If I could read that very short passage of evidence where he describes that, that is in the second appeal book at page 8 and it is from line 4.  This evidence was given in a leading and truncated form by direction of the judge concerning a matter which does not concern us here because there was a joint trial and it was part of his ruling that this could only be led in this way to protect the interests of the co-accused because what he really wanted to say was to talk about the things the co-accused had told him of his previous experiences, so it was put in this truncated way by direction:

Am I correct in saying that your state of mind was that Bob had told you that once they see knives they will just throw money at you?   Yes.

As a result of that did you not have any intention of doing anything with the knife other than showing it to the occupants?   Yes, that is right.

Did you consider the possibility of any actual violence taking place?   No.

Did you want anyone to get hurt?   No.

Now, if the Court pleases, that was the basis of his defence.  The trial judge, in his charge to the jury, told the jury that that was in fact no defence and that was in the first application book at page 72.

BRENNAN CJ:   Does it come down to this, whether the felony murder rule applies only where the conduct is one of actual violence as distinct form immediate threats of violence.

MR DAVID:   No, that is not the point, no, if your Honour pleases.

BRENNAN CJ:   Does it apply to immediate threats of violence?

MR DAVID:   Yes.

BRENNAN CJ:   Well then, how does this evidence touch it?

→ Data extract:

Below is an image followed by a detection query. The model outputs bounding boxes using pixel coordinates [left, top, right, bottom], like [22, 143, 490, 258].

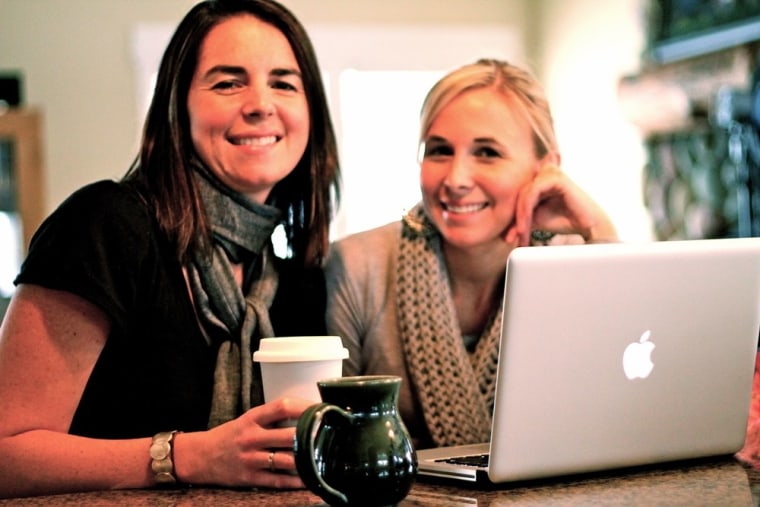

→ Instruction: Write what comes next in the appeal hearing transcript, picking up after its last line. The data comes from a separate source.

→ Exercise answer:
MR DAVID:   Because, in this case his state of mind was such that he would have had a defence under the Johns’ principle of common purpose but, in other words, he did not think that it was a possibility that grievous bodily harm would take place.  If this was not a felony murder case but a straight common law normal murder that defence which he put to the court which the learned trial judge says was not a defence would, in fact, be a defence under Johns

The point I am raising in this matter is this, that where you have a situation of a Johns’ defence, two people going to commit a crime, and then grievous bodily harm causing death takes place, the contemplation of the accomplice for him to be guilty is that he must have thought it was a possibility.  He did not even have that defence in this case because it was classified as a felony murder case and strictly speaking, under the decision of Reg v McBride, a decision of our Court of Criminal Appeal which seems to be the only other case on this topic, that is so.  That is why five judges sat on the Court of Criminal Appeal to decide this matter, but it is my submission that if that is the law now that really leaves no room for the operation of the Johns’ principle because under the operation of the Johns’ principle where an offence takes place and from that death follows, and you go to the state of mind of the person who does not do the actual killing, did he think it was a possibility, all or indeed most of those situations would involve the felony murder situations.

Iso i comes to a situation where it really just depends upon how the prosecution want to lead the case, whether they want to lead it as a felony murder ‑ ‑ ‑

GUMMOW J:   But Johns came from New South Wales.  Chief Justice King pointed all this out.

MR DAVID:   Yes.

GUMMOW J:   There is no felony murder rule in New South Wales.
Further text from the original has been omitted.